Short exercise
Render every line of the material below as a JSON list of strings, one string per line and no entries for blank lines.

Excerpted data
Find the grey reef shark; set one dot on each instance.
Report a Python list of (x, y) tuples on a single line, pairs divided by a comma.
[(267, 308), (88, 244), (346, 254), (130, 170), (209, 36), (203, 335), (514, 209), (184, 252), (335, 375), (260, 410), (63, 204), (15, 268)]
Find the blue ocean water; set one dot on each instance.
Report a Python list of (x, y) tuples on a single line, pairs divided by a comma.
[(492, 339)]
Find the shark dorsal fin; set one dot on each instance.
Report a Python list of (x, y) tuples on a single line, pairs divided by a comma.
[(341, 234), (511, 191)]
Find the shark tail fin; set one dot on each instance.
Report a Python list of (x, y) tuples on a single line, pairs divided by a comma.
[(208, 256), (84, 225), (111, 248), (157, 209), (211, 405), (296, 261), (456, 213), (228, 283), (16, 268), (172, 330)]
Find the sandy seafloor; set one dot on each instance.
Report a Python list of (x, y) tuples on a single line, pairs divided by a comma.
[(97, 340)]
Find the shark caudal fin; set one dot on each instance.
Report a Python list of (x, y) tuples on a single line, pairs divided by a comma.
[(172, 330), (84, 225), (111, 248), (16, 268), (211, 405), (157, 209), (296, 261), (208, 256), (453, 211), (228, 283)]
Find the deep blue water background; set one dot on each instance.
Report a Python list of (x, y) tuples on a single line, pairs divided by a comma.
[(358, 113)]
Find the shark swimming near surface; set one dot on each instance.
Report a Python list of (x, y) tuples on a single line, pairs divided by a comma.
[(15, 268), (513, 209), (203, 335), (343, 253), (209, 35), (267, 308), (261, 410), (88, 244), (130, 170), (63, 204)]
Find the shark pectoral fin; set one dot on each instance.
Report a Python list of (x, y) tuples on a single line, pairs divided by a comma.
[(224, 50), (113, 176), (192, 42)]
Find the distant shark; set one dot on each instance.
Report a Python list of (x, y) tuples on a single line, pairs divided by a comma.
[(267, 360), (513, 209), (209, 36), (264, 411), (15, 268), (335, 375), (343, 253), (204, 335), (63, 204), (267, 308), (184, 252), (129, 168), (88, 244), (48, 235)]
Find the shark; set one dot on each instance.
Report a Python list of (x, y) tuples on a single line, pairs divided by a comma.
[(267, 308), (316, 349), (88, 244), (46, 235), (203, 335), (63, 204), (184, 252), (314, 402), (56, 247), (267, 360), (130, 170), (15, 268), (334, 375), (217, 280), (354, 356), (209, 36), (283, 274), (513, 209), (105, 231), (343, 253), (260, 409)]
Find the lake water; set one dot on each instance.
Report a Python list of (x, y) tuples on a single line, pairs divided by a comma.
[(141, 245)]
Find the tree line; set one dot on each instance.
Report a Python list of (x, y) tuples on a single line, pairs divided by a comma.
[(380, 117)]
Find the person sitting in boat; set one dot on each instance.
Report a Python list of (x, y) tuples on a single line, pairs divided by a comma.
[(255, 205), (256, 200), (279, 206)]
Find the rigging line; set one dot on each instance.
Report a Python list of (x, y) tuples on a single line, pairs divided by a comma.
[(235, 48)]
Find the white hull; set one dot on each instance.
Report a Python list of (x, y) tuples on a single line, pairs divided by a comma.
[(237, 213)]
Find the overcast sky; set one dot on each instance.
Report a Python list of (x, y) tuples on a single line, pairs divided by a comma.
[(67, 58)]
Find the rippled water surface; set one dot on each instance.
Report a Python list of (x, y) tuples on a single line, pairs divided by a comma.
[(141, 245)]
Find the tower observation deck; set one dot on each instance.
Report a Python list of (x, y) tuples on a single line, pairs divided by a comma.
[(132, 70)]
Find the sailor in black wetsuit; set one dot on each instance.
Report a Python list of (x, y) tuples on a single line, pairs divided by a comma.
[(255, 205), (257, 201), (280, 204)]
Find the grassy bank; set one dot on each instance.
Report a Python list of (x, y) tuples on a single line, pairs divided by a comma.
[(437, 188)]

Solution
[
  "Find the grey reef shark; set one dot on each instance.",
  "Report a Python list of (x, y) tuples on a single line, pairs divided by a comma.",
  "[(267, 308), (88, 244), (346, 254), (130, 170), (209, 36), (203, 335), (514, 209), (184, 252), (335, 375), (260, 410), (63, 204), (15, 268)]",
  "Find the blue ocean water; set one dot on each instance.",
  "Report a Python list of (x, y) tuples on a single line, pairs divided by a comma.",
  "[(492, 339)]",
  "Find the shark dorsal fin; set one dot on each instance.",
  "Report a Python list of (x, y) tuples on a single line, pairs divided by a comma.",
  "[(341, 234), (511, 191)]",
  "Find the shark tail fin; set one dot on each instance.",
  "Report a Python list of (x, y) tuples on a single line, pairs divided by a comma.",
  "[(208, 256), (84, 225), (111, 248), (157, 209), (211, 405), (296, 261), (456, 213), (228, 283), (16, 268), (172, 330)]",
  "Find the sandy seafloor; set one dot on each instance.",
  "Report a Python list of (x, y) tuples on a single line, pairs divided by a comma.",
  "[(97, 340)]",
  "Find the shark caudal fin; set one dot on each instance.",
  "Report a Python list of (x, y) tuples on a single line, pairs divided by a comma.",
  "[(172, 330), (84, 225), (111, 248), (16, 268), (211, 405), (157, 209), (296, 261), (208, 256), (453, 211), (228, 283)]",
  "Find the deep blue water background; set one dot on each instance.",
  "Report a Python list of (x, y) tuples on a single line, pairs divided by a comma.",
  "[(358, 113)]",
  "Find the shark swimming near surface; set one dot on each instance.",
  "Report a Python list of (x, y) tuples on a single line, pairs divided by a comma.",
  "[(15, 268), (513, 209), (203, 335), (343, 253), (209, 35), (267, 308), (261, 410), (88, 244), (130, 170), (63, 204)]",
  "Find the shark pectoral fin; set one dot on each instance.",
  "Report a Python list of (x, y) tuples on a single line, pairs divided by a comma.",
  "[(224, 50), (113, 176), (192, 42)]",
  "Find the distant shark; set one dot on each instance.",
  "Report a Python list of (x, y) tuples on a single line, pairs divided by a comma.",
  "[(267, 360), (513, 209), (209, 36), (264, 411), (15, 268), (335, 375), (343, 253), (204, 335), (63, 204), (267, 308), (184, 252), (129, 168), (88, 244), (48, 235)]",
  "Find the shark; set one dot on each instance.",
  "Report a Python list of (x, y) tuples on a single line, pairs divided by a comma.",
  "[(267, 308), (316, 349), (88, 244), (46, 235), (203, 335), (63, 204), (184, 252), (314, 402), (56, 247), (267, 360), (130, 170), (15, 268), (334, 375), (217, 280), (354, 356), (209, 36), (283, 274), (513, 209), (105, 231), (343, 253), (260, 409)]",
  "Find the lake water; set one dot on each instance.",
  "Report a Python list of (x, y) tuples on a single line, pairs divided by a comma.",
  "[(141, 245)]",
  "Find the tree line; set one dot on each instance.",
  "Report a Python list of (x, y) tuples on a single line, pairs divided by a comma.",
  "[(380, 117)]",
  "Find the person sitting in boat; set one dot on each instance.",
  "Report a Python list of (x, y) tuples on a single line, pairs divided by a comma.",
  "[(255, 205), (256, 200), (279, 206)]",
  "Find the rigging line; set one dot on each instance.",
  "Report a Python list of (x, y) tuples on a single line, pairs divided by a comma.",
  "[(235, 48)]",
  "Find the white hull; set one dot on each instance.",
  "Report a Python list of (x, y) tuples on a single line, pairs divided by a comma.",
  "[(237, 213)]",
  "Find the overcast sky; set one dot on each instance.",
  "Report a Python list of (x, y) tuples on a single line, pairs divided by a comma.",
  "[(67, 58)]",
  "Find the rippled water surface; set one dot on each instance.",
  "Report a Python list of (x, y) tuples on a single line, pairs divided by a comma.",
  "[(141, 245)]",
  "Find the tower observation deck; set one dot on each instance.",
  "Report a Python list of (x, y) tuples on a single line, pairs divided by a comma.",
  "[(132, 70)]",
  "Find the sailor in black wetsuit; set one dot on each instance.",
  "Report a Python list of (x, y) tuples on a single line, pairs divided by a comma.",
  "[(255, 205), (257, 201), (280, 204)]",
  "Find the grassy bank; set one dot on each instance.",
  "Report a Python list of (x, y) tuples on a single line, pairs divided by a comma.",
  "[(437, 188)]"
]